▶ _ESERCIZIO BREVE 1_
Risponda alle seguenti domande sul brano su Draghi:
(a) Quanti anni compirà l’ex presidente del Consiglio il prossimo 3 settembre?
(b) Chi viene indicato come attuale presidente del Parlamento europeo?
(c) Quale risposta dà l’entourage di Draghi, secondo il brano?
▶ _ESERCIZIO BREVE 2_
Ricopi senza alcuna modifica la parte del brano su Draghi che comincia con le parole "Negare, negare, negare." e termina dopo le parole "di Giuseppe Conte?".

***** BRANO CITATO *****

Cosa sta facendo e cosa farà, l’ex presidente del Consiglio, 76 anni il prossimo 3 settembre, sono domande che sembrano interessare tanti, in Italia e fuori dall’Italia. Non lavorerà nel privato, non nel senso almeno di un ruolo più strutturale in una banca o in un fondo. L’anagrafe è un fattore da tenere in considerazione, per quanto sia sgraziato parlarne. Lo fa, senza problemi, chi ha una frequentazione più assidua con Draghi e di lui riporta una frase che gli hanno sentito ripetere spesso: «Non sono interessato a incarichi all’estero». Incarichi che comporterebbero viaggi continui e lunghe assenze da casa e dalla famiglia. Nel 2024 verranno scelti i nuovi capi delle istituzioni europee. Le alleanze si annunciano più complicate del solito, anche perché il gruppo dei conservatori, guidato da Meloni, punta a spezzare l’asse storico tra socialisti e popolari. Ursula Von der Leyen sta pensando di ricandidarsi alla presidenza della Commissione europea e a sfidarla potrebbe essere un’altra leader del Ppe, Roberta Metsola, attuale presidente del Parlamento europeo. Chi sognava Draghi in quel ruolo molto probabilmente rimarrà scontento. E va detto che l’ex premier sarebbe il primo a sfilarsi dai giochi politici che preparano le nomine. Il Consiglio europeo è l’altra casella in ballo. Una carica che è comunque impegnativa, ma meno pesante – anche fisicamente – della Commissione. E che in mano a un negoziatore duro come Draghi, indubbiamente capace di costruire alleanze a un tavolo di leader chiusi in una stanza, potrebbe ritornare a essere più incisiva di quanto lo sia stata con l’attuale e più impalpabile presidente Charles Michel. Anche tra i collaboratori che hanno l’ordine di negare un qualsiasi interessamento del banchiere, si ricorda la forza che diede al ruolo il polacco Donald Tusk. Potrebbero essere i francesi a spingere per Draghi. Potrebbe farlo Emmanuel Macron, se è vero come si sostiene in ambienti diplomatici, che al dunque, quando Renew Europe – il gruppo dei liberali che fa capo al presidente francese – si rivelerà l’ago della bilancia per la maggioranza a Bruxelles, sarà lui a chiamare «l’amico Mario» e a chiedergli se è disposto a guidare il Consiglio.
Negare, negare, negare. Questa è la risposta dell’entourage di Draghi. Quasi un dovere, più che un vezzo, per personalità di potere. E dopotutto, non fu così anche quando questo giornale scrisse della telefonata di Sergio Mattarella, due giorni prima che il banchiere fu convocato dal presidente della Repubblica come successore di Giuseppe Conte?

***** DATI FORNITI *****

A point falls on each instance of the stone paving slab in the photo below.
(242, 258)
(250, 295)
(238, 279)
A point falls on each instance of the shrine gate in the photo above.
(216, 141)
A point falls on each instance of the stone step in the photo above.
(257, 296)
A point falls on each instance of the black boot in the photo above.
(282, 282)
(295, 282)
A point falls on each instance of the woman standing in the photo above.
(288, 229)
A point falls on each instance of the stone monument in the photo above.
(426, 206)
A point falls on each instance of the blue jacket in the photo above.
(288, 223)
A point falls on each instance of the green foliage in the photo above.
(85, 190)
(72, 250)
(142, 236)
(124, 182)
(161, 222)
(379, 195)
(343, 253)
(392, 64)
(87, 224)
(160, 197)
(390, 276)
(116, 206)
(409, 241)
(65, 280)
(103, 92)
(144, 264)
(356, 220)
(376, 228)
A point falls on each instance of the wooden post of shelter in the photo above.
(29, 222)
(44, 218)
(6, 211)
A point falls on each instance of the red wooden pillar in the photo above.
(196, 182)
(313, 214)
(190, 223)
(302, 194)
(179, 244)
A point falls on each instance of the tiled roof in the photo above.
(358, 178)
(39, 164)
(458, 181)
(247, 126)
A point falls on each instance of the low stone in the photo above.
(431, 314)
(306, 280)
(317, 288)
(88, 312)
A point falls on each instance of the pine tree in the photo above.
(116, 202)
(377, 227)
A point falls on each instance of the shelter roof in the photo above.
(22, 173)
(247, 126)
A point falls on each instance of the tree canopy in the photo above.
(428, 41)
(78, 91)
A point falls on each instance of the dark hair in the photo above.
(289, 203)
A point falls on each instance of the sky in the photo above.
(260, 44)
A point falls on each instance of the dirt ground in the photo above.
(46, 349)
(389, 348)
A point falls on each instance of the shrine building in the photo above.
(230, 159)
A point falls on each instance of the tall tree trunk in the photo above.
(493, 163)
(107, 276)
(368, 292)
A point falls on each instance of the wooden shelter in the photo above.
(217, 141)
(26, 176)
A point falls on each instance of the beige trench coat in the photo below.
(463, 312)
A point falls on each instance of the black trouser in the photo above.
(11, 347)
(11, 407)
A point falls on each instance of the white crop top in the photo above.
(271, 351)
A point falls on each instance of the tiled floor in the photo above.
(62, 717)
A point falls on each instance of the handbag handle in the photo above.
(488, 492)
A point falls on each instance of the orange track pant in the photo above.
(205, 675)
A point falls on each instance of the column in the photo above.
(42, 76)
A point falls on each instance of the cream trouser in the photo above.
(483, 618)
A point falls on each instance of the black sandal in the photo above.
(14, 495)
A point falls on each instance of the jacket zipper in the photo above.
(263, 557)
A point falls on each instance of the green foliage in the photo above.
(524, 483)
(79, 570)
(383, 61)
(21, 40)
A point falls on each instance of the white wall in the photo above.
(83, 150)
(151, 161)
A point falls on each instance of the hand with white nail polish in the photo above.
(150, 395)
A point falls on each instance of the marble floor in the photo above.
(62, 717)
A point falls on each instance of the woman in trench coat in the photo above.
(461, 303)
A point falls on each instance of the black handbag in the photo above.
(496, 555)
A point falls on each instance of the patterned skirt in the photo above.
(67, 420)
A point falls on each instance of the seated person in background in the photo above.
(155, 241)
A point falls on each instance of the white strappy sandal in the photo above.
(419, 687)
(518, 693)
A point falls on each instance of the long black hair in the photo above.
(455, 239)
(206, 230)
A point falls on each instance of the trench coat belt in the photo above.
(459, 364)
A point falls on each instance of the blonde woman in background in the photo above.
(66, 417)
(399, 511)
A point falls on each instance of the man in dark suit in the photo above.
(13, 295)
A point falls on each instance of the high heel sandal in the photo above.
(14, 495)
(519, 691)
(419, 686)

*****

▶ _RISULTATO 1_
(a) 76 anni.
(b) Roberta Metsola.
(c) Negare, negare, negare.

▶ _RISULTATO 2_
Negare, negare, negare. Questa è la risposta dell’entourage di Draghi. Quasi un dovere, più che un vezzo, per personalità di potere. E dopotutto, non fu così anche quando questo giornale scrisse della telefonata di Sergio Mattarella, due giorni prima che il banchiere fu convocato dal presidente della Repubblica come successore di Giuseppe Conte?